What you need to do => From the line that includes "like x=523, y=259." to the last line of the records, inclusive, repeat each line exactly.

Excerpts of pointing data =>
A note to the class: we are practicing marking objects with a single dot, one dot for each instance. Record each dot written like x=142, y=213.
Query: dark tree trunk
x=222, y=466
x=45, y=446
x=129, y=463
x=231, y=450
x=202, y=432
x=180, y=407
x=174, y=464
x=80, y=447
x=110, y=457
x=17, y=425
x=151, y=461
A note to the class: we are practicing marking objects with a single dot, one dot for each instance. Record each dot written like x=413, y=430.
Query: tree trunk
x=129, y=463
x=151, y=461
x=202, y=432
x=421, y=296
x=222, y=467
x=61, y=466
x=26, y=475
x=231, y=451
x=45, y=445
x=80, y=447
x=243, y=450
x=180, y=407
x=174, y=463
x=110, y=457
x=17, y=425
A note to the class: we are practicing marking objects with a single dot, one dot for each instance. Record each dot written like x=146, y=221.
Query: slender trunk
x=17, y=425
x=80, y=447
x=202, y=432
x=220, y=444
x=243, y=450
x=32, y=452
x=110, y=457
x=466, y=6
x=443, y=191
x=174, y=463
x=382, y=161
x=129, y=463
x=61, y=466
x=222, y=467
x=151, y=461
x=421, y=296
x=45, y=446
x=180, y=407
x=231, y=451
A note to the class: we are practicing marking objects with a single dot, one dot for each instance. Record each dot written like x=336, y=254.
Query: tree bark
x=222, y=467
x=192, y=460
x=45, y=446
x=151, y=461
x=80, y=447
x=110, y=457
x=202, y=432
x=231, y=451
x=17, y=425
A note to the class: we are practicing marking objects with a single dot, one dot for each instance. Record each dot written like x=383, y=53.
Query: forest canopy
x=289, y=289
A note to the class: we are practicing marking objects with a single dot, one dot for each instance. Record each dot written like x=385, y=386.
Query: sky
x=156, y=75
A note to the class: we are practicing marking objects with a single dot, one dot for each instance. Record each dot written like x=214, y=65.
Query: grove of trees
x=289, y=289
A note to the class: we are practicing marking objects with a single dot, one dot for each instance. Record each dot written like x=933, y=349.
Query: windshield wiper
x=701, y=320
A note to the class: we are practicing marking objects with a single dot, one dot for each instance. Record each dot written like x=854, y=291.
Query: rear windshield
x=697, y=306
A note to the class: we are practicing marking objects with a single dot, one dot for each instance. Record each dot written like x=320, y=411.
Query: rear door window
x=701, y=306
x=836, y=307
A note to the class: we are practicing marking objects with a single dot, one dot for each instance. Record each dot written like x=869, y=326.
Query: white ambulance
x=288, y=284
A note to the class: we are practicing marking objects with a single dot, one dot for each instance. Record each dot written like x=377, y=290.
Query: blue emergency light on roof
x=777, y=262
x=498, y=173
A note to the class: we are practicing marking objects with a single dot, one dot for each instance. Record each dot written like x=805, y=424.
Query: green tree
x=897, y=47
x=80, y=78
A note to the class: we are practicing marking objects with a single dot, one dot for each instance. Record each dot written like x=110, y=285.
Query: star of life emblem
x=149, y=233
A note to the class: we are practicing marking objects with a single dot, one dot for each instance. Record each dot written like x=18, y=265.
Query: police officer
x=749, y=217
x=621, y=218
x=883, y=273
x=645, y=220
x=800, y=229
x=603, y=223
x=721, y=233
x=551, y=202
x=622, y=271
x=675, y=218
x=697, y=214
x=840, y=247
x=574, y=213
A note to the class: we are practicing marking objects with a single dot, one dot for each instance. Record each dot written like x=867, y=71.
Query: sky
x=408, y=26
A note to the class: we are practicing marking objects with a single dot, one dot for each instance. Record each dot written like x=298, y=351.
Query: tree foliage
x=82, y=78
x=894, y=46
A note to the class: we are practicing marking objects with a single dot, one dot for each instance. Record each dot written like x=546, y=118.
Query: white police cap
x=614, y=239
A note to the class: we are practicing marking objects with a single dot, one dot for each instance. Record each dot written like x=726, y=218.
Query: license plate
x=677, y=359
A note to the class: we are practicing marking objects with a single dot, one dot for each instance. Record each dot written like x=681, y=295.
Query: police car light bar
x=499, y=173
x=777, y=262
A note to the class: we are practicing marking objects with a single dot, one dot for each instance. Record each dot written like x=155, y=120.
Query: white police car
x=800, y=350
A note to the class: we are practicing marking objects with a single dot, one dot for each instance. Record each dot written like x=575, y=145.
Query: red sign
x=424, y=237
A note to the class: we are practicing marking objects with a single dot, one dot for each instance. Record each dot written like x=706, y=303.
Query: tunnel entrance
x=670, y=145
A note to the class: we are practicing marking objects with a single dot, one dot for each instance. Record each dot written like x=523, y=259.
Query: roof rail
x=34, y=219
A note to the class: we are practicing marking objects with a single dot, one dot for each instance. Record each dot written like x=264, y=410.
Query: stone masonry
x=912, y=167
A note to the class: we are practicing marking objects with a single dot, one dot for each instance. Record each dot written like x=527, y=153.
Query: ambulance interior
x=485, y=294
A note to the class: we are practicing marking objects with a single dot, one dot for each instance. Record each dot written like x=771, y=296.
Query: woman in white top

The answer =>
A note to the class: we are practicing marking objects with a single dot, one dot for each instance. Record each dot written like x=523, y=259.
Query: roof rail
x=34, y=219
A note to the class: we are practicing marking objects with a single dot, one dot for each instance. Record each dot written like x=264, y=410.
Query: stone masonry
x=912, y=167
A note to the class: we are practicing marking objects with a single dot, one dot for each instance. Record each dot written like x=527, y=153.
Query: ambulance interior
x=485, y=294
A note to the class: we are practicing marking objects with a single dot, one dot for each instance. Record each dot written like x=771, y=296.
Query: woman in white top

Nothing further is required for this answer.